§ **Aim of the task**
Carry on the forum thread about the afterlife and the value of life from its last post.

§ **Given text**
To be specific, he wants to move away from Plato's elevated, abstract kind of philosophy, which purports to adhere solely to reason, to a more earthly, embodied kind of philosophy that one lives by. From Apollo to Dionysus, which he discusses in The Birth of Tragedy.

>> No.13206898

start with the genealogy of morals

>> No.13207611

>>13205530
based

>> No.13208000

>>13205190
NPC

>> No.13208256

>>13205530
>It is MADE meaningless by nihilistic beliefs and philosophies, such as Christianity, which purports an afterlife
>the very existence of which by necessity reduces the value of this life to a pretext of another
Pretext has no reason to be invalid. It's like saying that rewards or outcomes disqualify work, or that change disqualifies being. You can always expand the horizon, and whilst all previous states will inevitably be smaller, it doesn't make them less valid, except in our ape brains. Expanding from them towards a 'greater truth' will reveal the validity of ape brains after humbling them.

>> No.13208314

>>13208256
this is peterson-tier brainletism

>> No.13208328

>reddit fedora
stopped reading right there
fuck off back to /pol/ with your pathetic buzzwords you christcuck retard

>> No.13208968

>>13208256
>It's like saying that rewards or outcomes disqualify work
This is a good comparison, as it shows that when there is an afterlife, life becomes viewed as work, or a trial to be measured by. Enjoyment in life itself becomes a secondary, superfluous thing, rather than the goal, just like how pleasure in your work is not required in order to do the work (though it might increase productivity to, but again, the pleasure is now being viewed as of secondary importance, productivity being of primary importance). You don't even realize how you degrade life when you believe in an afterlife. An afterlife subjugates life to a pretext, and that in itself is degradation of life. Life is all there is, it is the goal, it is of primary importance, it is the reward itself, and it is the most beautiful and joyful thing we can experience with no comparison.

§ **Information**
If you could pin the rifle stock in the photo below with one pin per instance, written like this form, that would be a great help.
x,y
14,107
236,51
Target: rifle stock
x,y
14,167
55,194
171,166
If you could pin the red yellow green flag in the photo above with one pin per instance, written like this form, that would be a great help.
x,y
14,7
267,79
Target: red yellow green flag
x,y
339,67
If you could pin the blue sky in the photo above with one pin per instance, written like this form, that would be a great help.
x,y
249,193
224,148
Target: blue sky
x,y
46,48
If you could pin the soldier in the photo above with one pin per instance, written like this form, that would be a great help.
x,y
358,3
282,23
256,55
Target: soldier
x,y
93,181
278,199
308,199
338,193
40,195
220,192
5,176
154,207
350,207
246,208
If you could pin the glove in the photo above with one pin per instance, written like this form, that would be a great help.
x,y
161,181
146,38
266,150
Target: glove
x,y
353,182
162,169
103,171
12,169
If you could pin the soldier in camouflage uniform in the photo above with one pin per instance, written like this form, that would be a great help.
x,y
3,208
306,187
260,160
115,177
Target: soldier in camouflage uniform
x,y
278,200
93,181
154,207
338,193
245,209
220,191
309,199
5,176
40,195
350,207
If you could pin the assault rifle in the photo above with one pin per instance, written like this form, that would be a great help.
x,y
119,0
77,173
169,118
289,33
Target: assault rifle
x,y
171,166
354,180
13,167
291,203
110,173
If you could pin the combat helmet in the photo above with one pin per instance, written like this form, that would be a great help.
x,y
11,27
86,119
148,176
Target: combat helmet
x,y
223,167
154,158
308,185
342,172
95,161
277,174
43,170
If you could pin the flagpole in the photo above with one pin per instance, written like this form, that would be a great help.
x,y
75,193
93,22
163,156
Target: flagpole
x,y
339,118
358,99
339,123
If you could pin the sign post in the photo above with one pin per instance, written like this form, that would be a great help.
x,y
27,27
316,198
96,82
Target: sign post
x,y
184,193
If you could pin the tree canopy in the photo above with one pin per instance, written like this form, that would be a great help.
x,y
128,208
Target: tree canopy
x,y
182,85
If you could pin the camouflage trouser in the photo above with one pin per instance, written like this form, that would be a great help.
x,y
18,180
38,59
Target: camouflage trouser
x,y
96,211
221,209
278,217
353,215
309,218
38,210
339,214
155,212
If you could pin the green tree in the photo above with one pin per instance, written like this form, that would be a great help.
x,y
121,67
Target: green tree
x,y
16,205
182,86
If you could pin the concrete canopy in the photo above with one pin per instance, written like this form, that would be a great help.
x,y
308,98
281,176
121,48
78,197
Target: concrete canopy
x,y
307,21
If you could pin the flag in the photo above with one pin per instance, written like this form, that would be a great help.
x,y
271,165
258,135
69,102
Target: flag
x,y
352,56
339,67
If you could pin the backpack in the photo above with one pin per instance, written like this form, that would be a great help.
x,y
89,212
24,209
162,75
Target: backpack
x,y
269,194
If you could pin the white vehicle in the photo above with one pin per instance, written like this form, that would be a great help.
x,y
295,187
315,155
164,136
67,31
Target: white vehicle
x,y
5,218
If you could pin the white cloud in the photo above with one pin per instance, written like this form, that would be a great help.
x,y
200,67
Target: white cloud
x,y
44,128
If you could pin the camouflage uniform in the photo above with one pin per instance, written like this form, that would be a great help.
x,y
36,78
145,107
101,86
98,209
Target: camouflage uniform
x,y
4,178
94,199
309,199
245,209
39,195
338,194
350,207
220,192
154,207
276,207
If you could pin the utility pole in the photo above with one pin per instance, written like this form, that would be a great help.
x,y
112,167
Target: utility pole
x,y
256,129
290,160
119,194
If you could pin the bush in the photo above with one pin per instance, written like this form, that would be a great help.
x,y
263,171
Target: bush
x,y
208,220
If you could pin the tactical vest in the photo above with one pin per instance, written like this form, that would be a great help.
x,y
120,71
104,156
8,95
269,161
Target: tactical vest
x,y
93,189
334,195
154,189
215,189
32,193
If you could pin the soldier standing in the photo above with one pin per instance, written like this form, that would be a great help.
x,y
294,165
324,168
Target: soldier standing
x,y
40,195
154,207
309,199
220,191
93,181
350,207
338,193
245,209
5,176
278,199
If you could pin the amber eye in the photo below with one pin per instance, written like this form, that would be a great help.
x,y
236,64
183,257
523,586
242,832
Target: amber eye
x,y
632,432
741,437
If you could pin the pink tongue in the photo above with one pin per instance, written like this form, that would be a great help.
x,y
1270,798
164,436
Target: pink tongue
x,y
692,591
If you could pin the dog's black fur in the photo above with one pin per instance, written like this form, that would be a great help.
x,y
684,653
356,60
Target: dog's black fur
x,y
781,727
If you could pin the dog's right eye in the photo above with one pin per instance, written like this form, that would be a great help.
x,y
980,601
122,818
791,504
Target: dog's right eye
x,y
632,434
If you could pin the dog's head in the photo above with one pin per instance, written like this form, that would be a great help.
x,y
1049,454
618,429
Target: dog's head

§ **Answer section**
>> No.13209027

>>13204527
We're living in a world where everyone who mattered in the last 100 years have read Nietzsche, that's how popular he is. Almost everything meritorious that was contained in his writings have already been inferred by the general culture, and thus by you during your upbringing surrounded by said general culture, unless you're particularly slow or grew up in some uncommon environment. If you grew up normally and not a total brainlet, however, all the good points that Nietzsche makes would be already familiar too you, and unless you specifically love the rest of his characteristics (poetic edginess for the sake of poetic edginess mingled with questionably successful cope) it's quite understandable you don't find him groundbreaking.

>> No.13209111

>>13208968
You can't truly enjoy life without a measure for it to be measured by. Afterlife, when you don't take it stone literally but exercise some discreet in understanding, is no more and no less than a measure. You may think that having a measure degrades life but it's actually the other way around. What Nietzsche advocates for is to create your own measure, not to throw it away altogether. And while he hated Christianity for a number of reasons, its Platonic roots being among them (which reason as I suspect goes all the way up to Nietzsche abhorring his own analytic abilities that caused him much trouble with enjoying life, and abhorring Socrates by extension), Christian approach to the problem is by no means bad by itself, that is unless you misread it in an unfit way, accidentally or deliberately. Which is what Nietzsche did.

>> No.13209146

>>13205120
>I just thought he'd have deeper message other than being purely anti-x ( anti-religious for example ) followed by thesis of pro-x ( religion of the ego )
Not him but I think you might be a moron and it might be terminal

>> No.13209151

>>13205377
>>13204956
Man you have the patience of a saint.

>> No.13209165

>>13209111
>You may think that having a measure degrades life but it's actually the other way around.
That is not what I think, though. I realize that a measure is needed in order to enjoy life, but that doesn't necessitate an afterlife—there are other metrics. Something that is by definition not part of life is not my idea of a good metric for it.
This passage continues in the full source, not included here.